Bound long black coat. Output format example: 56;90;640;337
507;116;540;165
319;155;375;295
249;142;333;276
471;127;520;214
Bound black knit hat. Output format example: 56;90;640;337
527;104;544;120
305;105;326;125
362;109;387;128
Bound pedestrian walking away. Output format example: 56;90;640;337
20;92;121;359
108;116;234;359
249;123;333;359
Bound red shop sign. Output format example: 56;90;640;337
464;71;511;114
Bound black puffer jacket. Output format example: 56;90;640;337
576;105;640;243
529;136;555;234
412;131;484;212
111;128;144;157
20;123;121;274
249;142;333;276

..........

● **What is expected**
Update the listing from the line containing "Bound red shop" through its final line by changing "puffer" to "quilted". Give only those lines, with nothing else altered.

● **Solution for this task**
Bound red shop sign. Output format example: 56;90;640;337
464;71;511;114
Bound black quilted jacket. Output format example: 56;90;640;337
576;105;640;243
529;136;555;234
412;131;484;212
111;128;144;157
20;123;121;274
249;142;333;276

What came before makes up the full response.